→ **Data entries**
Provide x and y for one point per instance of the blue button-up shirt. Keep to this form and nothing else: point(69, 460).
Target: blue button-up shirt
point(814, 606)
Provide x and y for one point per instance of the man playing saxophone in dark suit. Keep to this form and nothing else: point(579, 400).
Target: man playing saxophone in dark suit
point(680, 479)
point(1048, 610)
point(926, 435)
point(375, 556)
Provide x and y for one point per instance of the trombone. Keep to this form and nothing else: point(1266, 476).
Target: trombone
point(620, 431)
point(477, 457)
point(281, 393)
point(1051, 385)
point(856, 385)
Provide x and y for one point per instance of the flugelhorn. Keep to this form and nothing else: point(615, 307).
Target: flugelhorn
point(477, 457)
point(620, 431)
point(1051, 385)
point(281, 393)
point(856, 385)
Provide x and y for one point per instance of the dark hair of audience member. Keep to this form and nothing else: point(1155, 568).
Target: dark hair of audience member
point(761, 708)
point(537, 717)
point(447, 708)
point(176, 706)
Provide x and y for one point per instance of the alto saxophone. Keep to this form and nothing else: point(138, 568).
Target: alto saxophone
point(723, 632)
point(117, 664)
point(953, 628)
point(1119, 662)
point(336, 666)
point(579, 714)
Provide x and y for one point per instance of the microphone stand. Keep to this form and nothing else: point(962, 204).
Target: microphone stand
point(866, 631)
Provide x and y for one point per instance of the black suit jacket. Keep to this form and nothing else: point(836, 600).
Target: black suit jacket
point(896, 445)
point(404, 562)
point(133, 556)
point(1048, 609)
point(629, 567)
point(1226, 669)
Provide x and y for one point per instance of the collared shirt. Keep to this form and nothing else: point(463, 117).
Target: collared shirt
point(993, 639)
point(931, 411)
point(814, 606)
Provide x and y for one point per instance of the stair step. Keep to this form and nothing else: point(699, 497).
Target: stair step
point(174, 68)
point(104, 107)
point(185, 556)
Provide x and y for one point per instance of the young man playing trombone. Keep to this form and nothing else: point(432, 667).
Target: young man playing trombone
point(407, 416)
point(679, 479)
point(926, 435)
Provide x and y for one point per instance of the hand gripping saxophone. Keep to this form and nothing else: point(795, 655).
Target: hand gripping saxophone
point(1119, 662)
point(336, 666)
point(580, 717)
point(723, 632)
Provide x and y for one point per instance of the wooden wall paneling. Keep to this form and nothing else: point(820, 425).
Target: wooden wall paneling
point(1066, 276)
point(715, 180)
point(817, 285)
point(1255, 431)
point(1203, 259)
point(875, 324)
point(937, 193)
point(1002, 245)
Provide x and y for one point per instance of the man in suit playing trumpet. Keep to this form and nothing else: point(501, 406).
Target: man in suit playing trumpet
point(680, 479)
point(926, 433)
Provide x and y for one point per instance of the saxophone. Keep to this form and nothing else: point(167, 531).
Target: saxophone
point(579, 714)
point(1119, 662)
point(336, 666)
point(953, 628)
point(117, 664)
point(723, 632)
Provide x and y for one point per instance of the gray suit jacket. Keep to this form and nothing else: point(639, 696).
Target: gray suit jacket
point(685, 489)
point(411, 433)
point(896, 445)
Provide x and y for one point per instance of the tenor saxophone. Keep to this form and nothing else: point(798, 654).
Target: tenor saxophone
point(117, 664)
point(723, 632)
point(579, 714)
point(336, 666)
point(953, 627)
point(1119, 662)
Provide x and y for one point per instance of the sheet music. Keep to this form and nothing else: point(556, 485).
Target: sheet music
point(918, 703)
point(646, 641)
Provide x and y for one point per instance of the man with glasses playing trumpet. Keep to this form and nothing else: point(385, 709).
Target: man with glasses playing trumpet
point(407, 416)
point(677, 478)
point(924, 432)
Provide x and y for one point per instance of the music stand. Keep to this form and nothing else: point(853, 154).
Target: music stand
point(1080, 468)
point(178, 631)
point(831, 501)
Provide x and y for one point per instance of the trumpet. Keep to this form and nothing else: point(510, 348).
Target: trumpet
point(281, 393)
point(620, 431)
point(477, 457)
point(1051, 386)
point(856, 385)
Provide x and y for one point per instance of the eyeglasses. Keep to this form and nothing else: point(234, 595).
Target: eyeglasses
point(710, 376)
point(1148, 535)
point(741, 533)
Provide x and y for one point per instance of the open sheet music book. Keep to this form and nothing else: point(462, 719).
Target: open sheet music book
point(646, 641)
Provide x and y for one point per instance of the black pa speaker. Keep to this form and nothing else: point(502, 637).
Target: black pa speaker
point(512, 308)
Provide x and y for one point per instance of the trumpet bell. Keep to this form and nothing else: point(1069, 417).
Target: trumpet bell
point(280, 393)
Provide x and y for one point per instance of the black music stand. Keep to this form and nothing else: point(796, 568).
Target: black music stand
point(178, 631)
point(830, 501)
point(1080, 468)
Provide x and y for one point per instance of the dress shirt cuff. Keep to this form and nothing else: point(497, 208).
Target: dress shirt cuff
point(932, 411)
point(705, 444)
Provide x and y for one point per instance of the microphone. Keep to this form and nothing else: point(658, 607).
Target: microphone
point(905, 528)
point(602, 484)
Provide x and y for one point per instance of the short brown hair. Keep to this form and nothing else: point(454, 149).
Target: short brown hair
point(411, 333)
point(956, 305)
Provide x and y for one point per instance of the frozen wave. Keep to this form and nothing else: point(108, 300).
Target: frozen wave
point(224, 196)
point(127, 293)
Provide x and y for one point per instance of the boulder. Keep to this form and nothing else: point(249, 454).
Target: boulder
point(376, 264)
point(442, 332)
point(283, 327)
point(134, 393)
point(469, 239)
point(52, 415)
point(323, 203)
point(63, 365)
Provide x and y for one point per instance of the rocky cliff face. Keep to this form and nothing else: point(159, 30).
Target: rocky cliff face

→ **Work required**
Reproduce all of the records above with every "Keep to this form and nothing else" switched to "Reply in this format only" and nothing else altered.

→ **Task answer**
Provide x and y for one point per instance of the blue button-up shirt. Reply in this format only: point(69, 460).
Target: blue button-up shirt
point(814, 606)
Provide x and y for one point per instance of the man playing saxophone in dark suit. Reply in this format only: point(579, 400).
Target: man playing saxophone in dark suit
point(680, 479)
point(1048, 610)
point(926, 435)
point(375, 556)
Provide x and y for one point per instance of the trombone. Reply in this format only: point(1266, 476).
Target: trombone
point(620, 431)
point(477, 457)
point(281, 393)
point(1051, 385)
point(856, 385)
Provide x and y for one point per instance of the flugelhorn. Reply in this format only: point(615, 307).
Target: flugelhorn
point(477, 457)
point(620, 431)
point(1051, 385)
point(281, 393)
point(856, 385)
Provide x and y for one point per instance of the dark hair of audience member. Reply in this format only: point(1155, 568).
Target: dark hair of audience member
point(761, 708)
point(537, 717)
point(447, 708)
point(176, 706)
Provide x and y for one point per instance of the alto saxophone. Reply in this format only: point(138, 568).
Target: alto saxophone
point(723, 632)
point(117, 664)
point(953, 628)
point(1119, 662)
point(336, 666)
point(579, 714)
Provide x and y for one point per instance of the microphone stand. Reply in this format only: point(962, 204).
Target: microphone stand
point(866, 631)
Provide x and y for one point per instance of the black suit jacket. Reply in this format only: point(836, 600).
Target: black suit jacket
point(896, 445)
point(404, 562)
point(133, 556)
point(1048, 609)
point(629, 567)
point(1226, 669)
Provide x and y for one point per instance of the collared shirt. Reply in this format only: point(463, 117).
Target: collared shirt
point(993, 639)
point(931, 411)
point(814, 606)
Provide x and y for one point per instance of the stair step. Reply in this format only: point(699, 497).
Target: stair step
point(174, 68)
point(104, 107)
point(185, 556)
Provide x and y for one point per instance of the young man playing trombone. Reply in this format only: point(432, 667).
Target: young man playing trombone
point(407, 416)
point(679, 479)
point(926, 435)
Provide x and y for one point per instance of the hand gripping saxophone. Reply in this format only: point(795, 655).
Target: hand gripping saxophone
point(1119, 662)
point(336, 666)
point(580, 717)
point(723, 632)
Provide x and y for one point per instance of the wooden wall paneling. Reply in this format only: point(820, 425).
Target: wooden wall paneling
point(1066, 276)
point(715, 180)
point(817, 285)
point(1255, 431)
point(1203, 259)
point(875, 324)
point(937, 193)
point(1002, 245)
Provide x and y for one point per instance of the man in suit playing trumpet. Reply in this format only: point(501, 406).
Target: man in suit playing trumpet
point(680, 479)
point(926, 433)
Provide x and y for one point per instance of the saxophone. Reply in this format only: point(167, 531).
Target: saxophone
point(579, 714)
point(1119, 662)
point(336, 666)
point(953, 628)
point(117, 664)
point(723, 632)
Provide x and y for one point per instance of the gray suit jacket. Reply in this format only: point(639, 696).
Target: gray suit jacket
point(685, 489)
point(411, 433)
point(896, 445)
Provide x and y for one point per instance of the tenor saxophone. Reply in this format only: point(798, 654).
Target: tenor saxophone
point(117, 664)
point(723, 632)
point(579, 714)
point(336, 666)
point(953, 627)
point(1119, 662)
Provide x and y for one point per instance of the sheet music. Reply in this format only: point(556, 485).
Target: sheet music
point(918, 703)
point(646, 641)
Provide x and y for one point per instance of the man with glasses playing trumpet. Reply in this format only: point(385, 709).
Target: man with glasses playing trumpet
point(407, 416)
point(677, 478)
point(924, 432)
Provide x and y for one point per instance of the music stand. Reply in this format only: point(853, 154).
Target: music stand
point(1080, 468)
point(178, 631)
point(831, 501)
Provide x and y for one point per instance of the trumpet. Reply in this format only: point(510, 348).
Target: trumpet
point(281, 393)
point(620, 431)
point(477, 457)
point(1051, 386)
point(856, 385)
Provide x and y for one point per instance of the eyeglasses. Reply in this format only: point(234, 595).
Target: eyeglasses
point(710, 376)
point(1148, 535)
point(741, 533)
Provide x and y for one point per instance of the open sheet music book. Reply in this format only: point(462, 719).
Target: open sheet music book
point(646, 641)
Provide x and y for one point per instance of the black pa speaker. Reply in this format only: point(502, 637).
Target: black pa speaker
point(512, 308)
Provide x and y for one point per instance of the trumpet bell. Reply in this format only: point(1069, 417).
Target: trumpet bell
point(280, 393)
Provide x and y for one point per instance of the black music stand. Reply in this format only: point(796, 568).
Target: black music stand
point(178, 631)
point(830, 501)
point(1080, 468)
Provide x and y for one point per instance of the dress shirt cuff. Reply in this format only: point(497, 208).
Target: dress shirt cuff
point(932, 411)
point(705, 444)
Provide x and y for one point per instance of the microphone. Reply in this format only: point(658, 607).
Target: microphone
point(905, 528)
point(602, 484)
Provide x and y for one point per instance of the short brown hair. Reply in this format only: point(454, 149).
Target: short brown hair
point(411, 333)
point(956, 305)
Provide x and y for one point per instance of the frozen wave. Reply in this format only: point(108, 300).
Target: frozen wave
point(224, 196)
point(127, 293)
Provide x and y for one point per instance of the boulder. Reply in this format only: point(249, 454).
Target: boulder
point(376, 264)
point(442, 332)
point(283, 327)
point(134, 393)
point(469, 239)
point(52, 415)
point(323, 203)
point(63, 365)
Provide x and y for one point per instance of the rocky cliff face. Reply in this format only: point(159, 30).
Target: rocky cliff face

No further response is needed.